Il collega Errico Novi, in un post pubblicato sulla sua pagina Facebook ci racconta Ultras il primo lungometraggio diretto da Francesco Lettieri, regista napoletano conosciuto per le numerosi direzioni di videoclip musicali per artisti della scena indie italiana.
Un film che racconta il variegato mondo degli ultrà del Napoli che dal 20 marzo è disponibile su Netflix.
Post che pubblichiamo volentieri ed integralmente.

▶ DA FARE:
Rispondi a queste domande basandoti sul testo dedicato al film Ultras.
(a) Chi ha diretto Ultras?
(b) Da quale data il film è disponibile su Netflix?
(c) Dove ha pubblicato il suo post Errico Novi?
Il materiale proviene da un'altra fonte.

▶ DATI REGISTRATI:
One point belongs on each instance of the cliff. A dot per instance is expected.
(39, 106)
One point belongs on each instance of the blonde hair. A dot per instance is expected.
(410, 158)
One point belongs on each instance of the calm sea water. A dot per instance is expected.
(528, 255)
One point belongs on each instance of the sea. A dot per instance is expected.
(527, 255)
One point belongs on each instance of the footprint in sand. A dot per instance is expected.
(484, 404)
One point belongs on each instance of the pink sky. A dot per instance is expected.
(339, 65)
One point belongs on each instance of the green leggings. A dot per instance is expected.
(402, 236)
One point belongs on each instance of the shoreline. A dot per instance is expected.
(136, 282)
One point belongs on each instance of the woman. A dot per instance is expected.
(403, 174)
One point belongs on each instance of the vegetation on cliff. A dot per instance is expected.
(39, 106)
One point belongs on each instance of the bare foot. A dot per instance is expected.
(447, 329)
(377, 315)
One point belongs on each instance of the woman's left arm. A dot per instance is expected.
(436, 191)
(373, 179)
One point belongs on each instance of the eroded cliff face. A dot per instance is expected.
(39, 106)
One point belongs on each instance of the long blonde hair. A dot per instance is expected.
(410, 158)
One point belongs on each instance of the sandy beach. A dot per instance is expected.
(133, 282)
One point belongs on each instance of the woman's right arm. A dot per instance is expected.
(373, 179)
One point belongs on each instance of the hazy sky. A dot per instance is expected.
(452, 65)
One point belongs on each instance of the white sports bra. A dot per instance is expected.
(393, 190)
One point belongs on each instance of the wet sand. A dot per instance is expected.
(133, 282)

* * *

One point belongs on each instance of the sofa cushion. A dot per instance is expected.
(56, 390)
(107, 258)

==

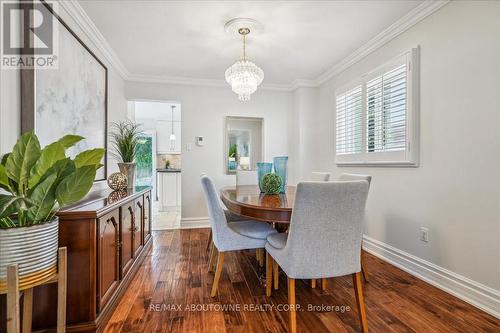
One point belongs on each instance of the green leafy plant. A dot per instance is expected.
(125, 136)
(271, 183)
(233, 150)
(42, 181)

▶ PROBLEMA RISOLTO:
(a) Francesco Lettieri.
(b) Dal 20 marzo.
(c) Sulla sua pagina Facebook.